Look for "Pick out the roof" in the records below, then copy that line and every line after it, exactly and with nothing added.

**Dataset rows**
------------

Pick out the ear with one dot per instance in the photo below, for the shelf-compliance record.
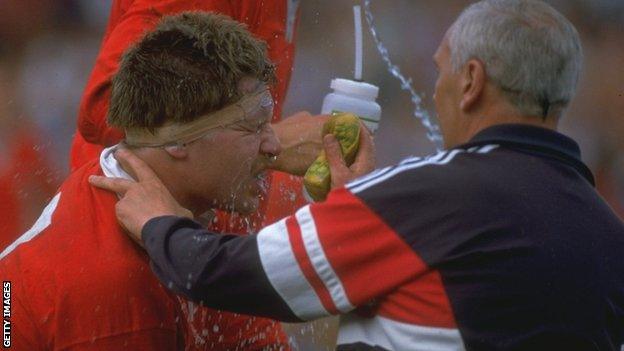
(472, 84)
(177, 151)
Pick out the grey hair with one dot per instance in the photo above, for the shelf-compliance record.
(530, 51)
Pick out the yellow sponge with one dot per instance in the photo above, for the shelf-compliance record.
(346, 128)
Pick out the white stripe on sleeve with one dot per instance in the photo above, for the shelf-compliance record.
(319, 260)
(282, 269)
(393, 335)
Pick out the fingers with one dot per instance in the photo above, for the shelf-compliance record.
(117, 185)
(132, 164)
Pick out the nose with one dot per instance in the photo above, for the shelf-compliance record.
(269, 143)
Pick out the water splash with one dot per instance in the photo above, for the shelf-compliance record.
(433, 130)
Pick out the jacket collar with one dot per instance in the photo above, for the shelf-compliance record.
(535, 140)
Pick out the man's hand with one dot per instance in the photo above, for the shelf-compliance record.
(141, 200)
(301, 140)
(364, 162)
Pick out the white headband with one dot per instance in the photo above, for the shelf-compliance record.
(176, 133)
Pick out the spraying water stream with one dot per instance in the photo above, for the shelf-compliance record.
(433, 130)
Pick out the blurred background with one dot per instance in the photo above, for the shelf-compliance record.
(48, 47)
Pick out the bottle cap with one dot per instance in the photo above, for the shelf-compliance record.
(356, 88)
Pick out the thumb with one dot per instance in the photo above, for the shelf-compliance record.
(340, 173)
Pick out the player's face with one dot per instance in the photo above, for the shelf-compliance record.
(231, 162)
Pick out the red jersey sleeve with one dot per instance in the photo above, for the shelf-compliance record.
(334, 256)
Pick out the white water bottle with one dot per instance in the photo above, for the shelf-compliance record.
(358, 98)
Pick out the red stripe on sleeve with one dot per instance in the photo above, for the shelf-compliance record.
(294, 235)
(370, 259)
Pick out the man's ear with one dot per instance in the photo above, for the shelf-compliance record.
(472, 84)
(178, 151)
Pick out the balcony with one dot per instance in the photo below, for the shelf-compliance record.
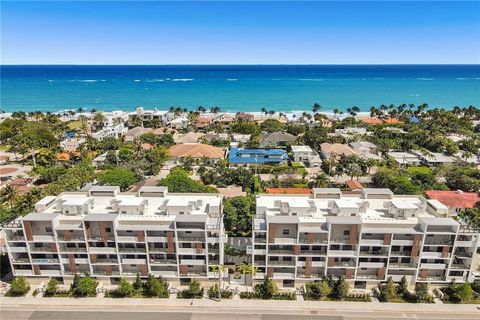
(44, 261)
(373, 242)
(285, 241)
(374, 253)
(131, 250)
(344, 264)
(459, 266)
(17, 249)
(402, 265)
(283, 275)
(466, 244)
(101, 250)
(341, 253)
(281, 263)
(21, 272)
(190, 251)
(134, 261)
(76, 260)
(43, 238)
(402, 242)
(193, 262)
(433, 266)
(401, 253)
(163, 261)
(375, 265)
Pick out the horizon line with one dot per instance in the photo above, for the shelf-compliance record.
(248, 64)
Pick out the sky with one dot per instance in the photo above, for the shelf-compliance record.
(240, 32)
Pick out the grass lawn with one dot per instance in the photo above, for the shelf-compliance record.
(421, 170)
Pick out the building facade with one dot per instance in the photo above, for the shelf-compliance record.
(111, 234)
(365, 238)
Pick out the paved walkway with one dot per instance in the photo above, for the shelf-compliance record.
(240, 304)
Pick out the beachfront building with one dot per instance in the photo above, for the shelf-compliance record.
(335, 151)
(198, 151)
(306, 155)
(365, 237)
(404, 158)
(434, 159)
(241, 156)
(111, 235)
(134, 134)
(276, 139)
(455, 201)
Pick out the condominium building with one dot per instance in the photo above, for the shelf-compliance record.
(111, 234)
(365, 238)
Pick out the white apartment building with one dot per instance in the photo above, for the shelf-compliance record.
(365, 238)
(306, 155)
(111, 234)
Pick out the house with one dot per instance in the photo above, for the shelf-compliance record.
(366, 150)
(368, 120)
(434, 158)
(100, 160)
(196, 151)
(244, 116)
(276, 139)
(202, 122)
(350, 132)
(405, 158)
(133, 134)
(71, 144)
(335, 151)
(364, 237)
(178, 123)
(190, 137)
(256, 156)
(456, 201)
(175, 227)
(306, 155)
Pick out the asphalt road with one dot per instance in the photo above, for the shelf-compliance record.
(218, 314)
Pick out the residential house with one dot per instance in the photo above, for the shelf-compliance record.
(404, 158)
(335, 151)
(364, 237)
(276, 139)
(110, 234)
(197, 151)
(456, 201)
(306, 155)
(134, 134)
(241, 156)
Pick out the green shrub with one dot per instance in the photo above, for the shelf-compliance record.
(195, 291)
(213, 293)
(84, 286)
(124, 289)
(52, 288)
(19, 288)
(155, 287)
(358, 297)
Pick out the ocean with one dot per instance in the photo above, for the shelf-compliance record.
(281, 88)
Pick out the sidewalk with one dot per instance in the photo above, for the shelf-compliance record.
(238, 304)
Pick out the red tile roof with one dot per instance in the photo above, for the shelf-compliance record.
(455, 199)
(354, 185)
(288, 191)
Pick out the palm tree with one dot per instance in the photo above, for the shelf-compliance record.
(320, 181)
(245, 269)
(8, 195)
(220, 269)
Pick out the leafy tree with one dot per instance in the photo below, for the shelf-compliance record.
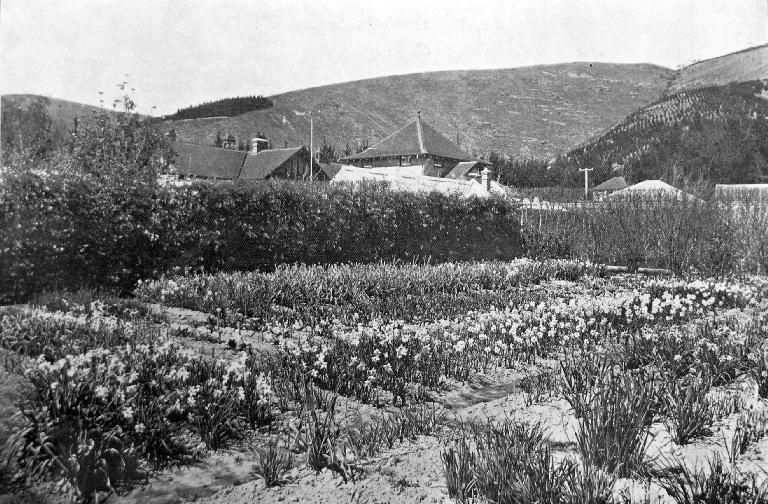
(27, 132)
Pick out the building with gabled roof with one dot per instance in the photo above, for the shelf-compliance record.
(291, 163)
(612, 184)
(415, 149)
(466, 170)
(201, 161)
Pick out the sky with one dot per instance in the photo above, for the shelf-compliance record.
(177, 53)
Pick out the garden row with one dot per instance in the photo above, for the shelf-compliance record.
(112, 400)
(357, 292)
(715, 237)
(69, 232)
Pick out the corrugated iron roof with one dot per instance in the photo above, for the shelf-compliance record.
(209, 162)
(460, 171)
(415, 138)
(613, 184)
(260, 165)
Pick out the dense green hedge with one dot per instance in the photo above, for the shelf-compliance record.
(64, 233)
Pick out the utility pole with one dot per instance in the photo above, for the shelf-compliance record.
(586, 180)
(311, 161)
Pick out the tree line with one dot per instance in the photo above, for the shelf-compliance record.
(228, 107)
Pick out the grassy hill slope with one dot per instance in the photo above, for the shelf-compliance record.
(716, 133)
(62, 112)
(749, 64)
(536, 111)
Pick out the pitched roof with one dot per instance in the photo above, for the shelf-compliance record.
(614, 184)
(260, 165)
(413, 139)
(741, 190)
(209, 162)
(416, 183)
(460, 171)
(652, 189)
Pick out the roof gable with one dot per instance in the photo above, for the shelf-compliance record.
(260, 165)
(413, 139)
(210, 162)
(460, 171)
(613, 184)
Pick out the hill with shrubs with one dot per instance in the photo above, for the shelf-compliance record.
(740, 66)
(227, 107)
(715, 134)
(536, 111)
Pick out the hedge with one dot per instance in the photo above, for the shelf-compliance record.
(59, 233)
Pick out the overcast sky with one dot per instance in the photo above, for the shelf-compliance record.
(179, 53)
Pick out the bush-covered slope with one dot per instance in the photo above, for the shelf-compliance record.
(227, 107)
(741, 66)
(537, 111)
(717, 133)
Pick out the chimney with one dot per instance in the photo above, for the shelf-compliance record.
(485, 181)
(259, 144)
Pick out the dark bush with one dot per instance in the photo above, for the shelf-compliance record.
(69, 233)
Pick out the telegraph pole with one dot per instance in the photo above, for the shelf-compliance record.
(586, 180)
(311, 126)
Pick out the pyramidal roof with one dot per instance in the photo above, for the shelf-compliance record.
(413, 139)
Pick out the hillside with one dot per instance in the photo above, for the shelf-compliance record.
(749, 64)
(62, 112)
(537, 111)
(717, 133)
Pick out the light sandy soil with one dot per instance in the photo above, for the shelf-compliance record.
(410, 472)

------------

**REPLY TO THE TASK**
Pick out the roof gable with one dot per instance in the photo above, for the shelf-compliance record.
(260, 165)
(413, 139)
(210, 162)
(460, 171)
(613, 184)
Pick out the hill with shrubs with one dot per instance in the photo above, for the shelf-compliance record.
(740, 66)
(227, 107)
(715, 134)
(536, 111)
Pick out the hedge with one dot per instance in the photo above, for the shelf-compliance record.
(59, 233)
Pick out the overcast sky with one dot per instance in the photo above, for the shelf-compliance record.
(179, 53)
Pick out the bush-covered slope with one dot per instance in the photo above, for the shelf-compliance record.
(227, 107)
(741, 66)
(537, 111)
(717, 133)
Pick out the chimney with one dot per instance in the photo above, for the shelf-compliance record.
(485, 181)
(259, 144)
Pick out the dark bush with one dot per instance in the photo above, for the shelf-compliance record.
(69, 233)
Pick out the telegraph pole with one dot per instance in the photo above, for the shelf-compliance record.
(586, 180)
(311, 126)
Pick out the pyramidal roof with one dot per instance in the photo above, for the shelf-compliance record.
(413, 139)
Pick out the hillside with one dot per instance in the photo above, for the shelf-compliance record.
(749, 64)
(62, 112)
(537, 111)
(717, 133)
Pick out the light sandy soil with one dot per instance in the photo above, for the shelf-compliance record.
(410, 472)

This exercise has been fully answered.